___ Materials provided ___
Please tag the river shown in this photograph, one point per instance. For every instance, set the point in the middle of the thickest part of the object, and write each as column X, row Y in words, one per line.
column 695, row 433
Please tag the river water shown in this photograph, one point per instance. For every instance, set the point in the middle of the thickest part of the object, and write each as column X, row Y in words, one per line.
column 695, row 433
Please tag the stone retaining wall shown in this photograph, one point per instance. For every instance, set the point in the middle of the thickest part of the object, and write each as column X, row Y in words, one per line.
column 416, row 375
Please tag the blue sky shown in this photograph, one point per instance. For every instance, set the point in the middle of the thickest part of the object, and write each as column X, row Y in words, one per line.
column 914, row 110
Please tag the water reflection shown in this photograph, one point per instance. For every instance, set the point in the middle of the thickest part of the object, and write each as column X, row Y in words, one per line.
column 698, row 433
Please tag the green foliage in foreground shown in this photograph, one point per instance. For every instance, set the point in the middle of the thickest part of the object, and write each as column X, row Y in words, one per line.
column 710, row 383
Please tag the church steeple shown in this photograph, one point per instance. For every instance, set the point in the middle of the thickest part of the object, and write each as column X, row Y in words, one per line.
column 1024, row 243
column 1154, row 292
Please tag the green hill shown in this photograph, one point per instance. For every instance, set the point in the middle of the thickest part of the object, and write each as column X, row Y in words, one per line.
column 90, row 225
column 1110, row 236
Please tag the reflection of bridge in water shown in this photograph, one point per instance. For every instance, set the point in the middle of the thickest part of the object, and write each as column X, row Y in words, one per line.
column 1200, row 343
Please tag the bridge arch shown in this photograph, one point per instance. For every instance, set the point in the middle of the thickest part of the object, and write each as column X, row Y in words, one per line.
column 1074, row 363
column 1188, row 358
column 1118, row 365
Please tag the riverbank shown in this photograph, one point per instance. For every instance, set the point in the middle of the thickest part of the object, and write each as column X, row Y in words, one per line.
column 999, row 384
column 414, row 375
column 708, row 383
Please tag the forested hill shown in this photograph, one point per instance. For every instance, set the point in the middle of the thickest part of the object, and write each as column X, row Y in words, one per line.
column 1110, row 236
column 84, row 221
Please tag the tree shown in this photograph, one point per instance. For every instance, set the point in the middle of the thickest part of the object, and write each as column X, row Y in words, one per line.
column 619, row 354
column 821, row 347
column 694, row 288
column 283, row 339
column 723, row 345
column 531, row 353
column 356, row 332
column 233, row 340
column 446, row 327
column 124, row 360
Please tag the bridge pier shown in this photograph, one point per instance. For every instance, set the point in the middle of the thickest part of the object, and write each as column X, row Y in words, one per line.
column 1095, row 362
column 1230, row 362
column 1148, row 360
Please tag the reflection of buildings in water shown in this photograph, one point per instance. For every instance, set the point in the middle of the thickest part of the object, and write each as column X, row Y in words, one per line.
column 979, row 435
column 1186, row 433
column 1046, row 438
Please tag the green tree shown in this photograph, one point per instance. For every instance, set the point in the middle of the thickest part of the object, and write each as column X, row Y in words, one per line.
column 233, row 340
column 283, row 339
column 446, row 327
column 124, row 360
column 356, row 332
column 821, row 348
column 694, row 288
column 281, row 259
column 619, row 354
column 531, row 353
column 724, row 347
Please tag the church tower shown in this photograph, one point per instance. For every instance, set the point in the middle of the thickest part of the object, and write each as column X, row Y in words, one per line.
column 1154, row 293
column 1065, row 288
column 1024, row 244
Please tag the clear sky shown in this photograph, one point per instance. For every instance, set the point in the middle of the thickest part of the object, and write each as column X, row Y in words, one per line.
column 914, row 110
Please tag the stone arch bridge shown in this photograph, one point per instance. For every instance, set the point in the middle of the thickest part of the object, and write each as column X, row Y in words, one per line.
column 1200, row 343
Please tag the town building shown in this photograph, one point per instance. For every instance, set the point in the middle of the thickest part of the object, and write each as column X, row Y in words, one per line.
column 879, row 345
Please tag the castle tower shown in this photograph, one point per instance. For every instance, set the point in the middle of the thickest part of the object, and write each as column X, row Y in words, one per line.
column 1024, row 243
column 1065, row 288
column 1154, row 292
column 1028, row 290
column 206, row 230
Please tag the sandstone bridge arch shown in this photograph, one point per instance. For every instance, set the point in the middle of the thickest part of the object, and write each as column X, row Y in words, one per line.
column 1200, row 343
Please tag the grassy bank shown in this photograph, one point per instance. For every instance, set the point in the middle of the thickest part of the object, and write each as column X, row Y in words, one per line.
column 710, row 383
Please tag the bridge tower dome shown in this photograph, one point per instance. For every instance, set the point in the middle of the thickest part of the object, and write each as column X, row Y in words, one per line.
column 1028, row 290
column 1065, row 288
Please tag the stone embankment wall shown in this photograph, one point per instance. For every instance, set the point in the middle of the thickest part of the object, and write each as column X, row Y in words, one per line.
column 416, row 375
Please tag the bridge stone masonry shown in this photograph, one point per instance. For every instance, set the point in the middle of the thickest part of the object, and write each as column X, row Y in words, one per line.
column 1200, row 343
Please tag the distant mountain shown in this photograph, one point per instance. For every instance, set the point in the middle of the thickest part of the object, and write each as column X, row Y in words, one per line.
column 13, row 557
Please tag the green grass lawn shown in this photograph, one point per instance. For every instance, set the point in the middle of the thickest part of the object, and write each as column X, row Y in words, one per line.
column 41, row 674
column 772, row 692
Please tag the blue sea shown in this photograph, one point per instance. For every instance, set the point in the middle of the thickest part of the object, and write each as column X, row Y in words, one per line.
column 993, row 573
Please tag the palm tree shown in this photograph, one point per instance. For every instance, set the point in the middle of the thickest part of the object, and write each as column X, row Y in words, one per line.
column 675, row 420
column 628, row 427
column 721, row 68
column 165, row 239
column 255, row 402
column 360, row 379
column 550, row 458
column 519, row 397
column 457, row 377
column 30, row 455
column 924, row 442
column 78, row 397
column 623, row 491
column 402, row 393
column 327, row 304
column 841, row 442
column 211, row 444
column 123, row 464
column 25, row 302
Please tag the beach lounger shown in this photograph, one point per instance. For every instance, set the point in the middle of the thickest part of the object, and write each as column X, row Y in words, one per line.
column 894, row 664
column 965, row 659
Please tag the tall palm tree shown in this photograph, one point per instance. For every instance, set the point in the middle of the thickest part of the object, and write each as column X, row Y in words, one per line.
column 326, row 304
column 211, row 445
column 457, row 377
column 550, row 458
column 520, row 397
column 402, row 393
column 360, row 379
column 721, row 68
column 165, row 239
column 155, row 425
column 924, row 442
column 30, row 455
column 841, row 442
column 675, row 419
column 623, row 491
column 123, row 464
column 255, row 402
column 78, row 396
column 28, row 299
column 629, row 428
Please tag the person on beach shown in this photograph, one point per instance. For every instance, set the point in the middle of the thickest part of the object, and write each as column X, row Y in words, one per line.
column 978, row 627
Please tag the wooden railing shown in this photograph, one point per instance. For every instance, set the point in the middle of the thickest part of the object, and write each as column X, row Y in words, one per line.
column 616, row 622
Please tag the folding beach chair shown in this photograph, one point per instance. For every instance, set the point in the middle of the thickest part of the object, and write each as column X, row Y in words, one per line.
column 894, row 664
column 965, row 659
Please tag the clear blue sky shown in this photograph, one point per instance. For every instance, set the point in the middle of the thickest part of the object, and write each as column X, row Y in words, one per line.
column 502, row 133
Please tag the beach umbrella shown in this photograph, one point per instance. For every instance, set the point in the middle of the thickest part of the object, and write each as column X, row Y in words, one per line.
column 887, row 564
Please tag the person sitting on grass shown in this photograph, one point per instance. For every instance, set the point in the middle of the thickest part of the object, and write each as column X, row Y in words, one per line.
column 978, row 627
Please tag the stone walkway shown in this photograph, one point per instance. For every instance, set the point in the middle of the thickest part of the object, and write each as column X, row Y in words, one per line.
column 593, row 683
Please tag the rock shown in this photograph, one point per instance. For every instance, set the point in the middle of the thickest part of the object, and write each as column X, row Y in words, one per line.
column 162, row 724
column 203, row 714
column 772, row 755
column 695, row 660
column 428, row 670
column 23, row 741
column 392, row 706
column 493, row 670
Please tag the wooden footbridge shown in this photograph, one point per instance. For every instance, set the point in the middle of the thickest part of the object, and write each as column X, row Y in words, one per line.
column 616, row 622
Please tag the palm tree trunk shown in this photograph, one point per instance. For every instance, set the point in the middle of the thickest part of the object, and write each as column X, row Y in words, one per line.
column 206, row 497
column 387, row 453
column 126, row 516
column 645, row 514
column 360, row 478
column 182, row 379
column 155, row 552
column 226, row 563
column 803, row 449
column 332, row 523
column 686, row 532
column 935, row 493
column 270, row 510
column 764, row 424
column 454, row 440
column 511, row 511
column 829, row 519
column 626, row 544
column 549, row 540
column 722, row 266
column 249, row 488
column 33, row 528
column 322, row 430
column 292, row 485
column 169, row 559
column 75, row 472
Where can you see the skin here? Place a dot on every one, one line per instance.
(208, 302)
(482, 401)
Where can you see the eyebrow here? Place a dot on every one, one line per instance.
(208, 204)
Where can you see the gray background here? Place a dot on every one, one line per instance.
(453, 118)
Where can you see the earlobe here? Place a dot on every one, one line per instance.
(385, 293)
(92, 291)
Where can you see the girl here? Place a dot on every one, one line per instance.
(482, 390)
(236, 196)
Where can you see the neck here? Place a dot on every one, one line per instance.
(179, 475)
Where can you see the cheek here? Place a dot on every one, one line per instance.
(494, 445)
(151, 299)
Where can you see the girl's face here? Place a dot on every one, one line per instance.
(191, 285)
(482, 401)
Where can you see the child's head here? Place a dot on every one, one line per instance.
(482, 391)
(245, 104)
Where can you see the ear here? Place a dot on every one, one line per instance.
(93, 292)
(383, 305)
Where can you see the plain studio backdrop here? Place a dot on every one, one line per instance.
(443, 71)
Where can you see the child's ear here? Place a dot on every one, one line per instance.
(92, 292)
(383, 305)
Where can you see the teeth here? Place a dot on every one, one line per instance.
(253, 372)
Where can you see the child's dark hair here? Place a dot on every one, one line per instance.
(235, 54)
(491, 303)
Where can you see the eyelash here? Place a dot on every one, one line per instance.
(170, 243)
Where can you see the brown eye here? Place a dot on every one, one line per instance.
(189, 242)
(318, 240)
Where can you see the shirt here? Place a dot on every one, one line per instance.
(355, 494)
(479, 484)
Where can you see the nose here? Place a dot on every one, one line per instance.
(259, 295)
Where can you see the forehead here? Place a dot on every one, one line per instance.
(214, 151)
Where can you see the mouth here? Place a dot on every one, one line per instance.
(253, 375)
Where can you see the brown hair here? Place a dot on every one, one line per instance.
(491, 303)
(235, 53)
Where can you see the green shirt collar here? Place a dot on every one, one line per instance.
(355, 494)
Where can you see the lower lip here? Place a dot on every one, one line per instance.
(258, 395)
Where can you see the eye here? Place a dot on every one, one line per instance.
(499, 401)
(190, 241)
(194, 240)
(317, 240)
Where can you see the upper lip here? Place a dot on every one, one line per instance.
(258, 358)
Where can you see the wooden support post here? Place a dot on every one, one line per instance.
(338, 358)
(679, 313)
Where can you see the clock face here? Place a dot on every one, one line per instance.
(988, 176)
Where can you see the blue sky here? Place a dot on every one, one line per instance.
___
*Your instructions:* Reproduce word for word the stretch of the material from the line containing "Please tag the reflection of bridge" through the line containing "column 1118, row 365", including both of those lines.

*Task answer:*
Please tag the reflection of bridge in water shown in this photograph, one point per instance. For every instance, set the point in the middle of the thickest part of the object, and write each as column X, row Y in words, one per line.
column 1200, row 343
Please tag the bridge arch shown in this photograph, one point per instance. For every instance, set the point in the middle of the thickest part of the object, and write each as column X, row Y in words, one per line.
column 1074, row 363
column 1188, row 358
column 1118, row 365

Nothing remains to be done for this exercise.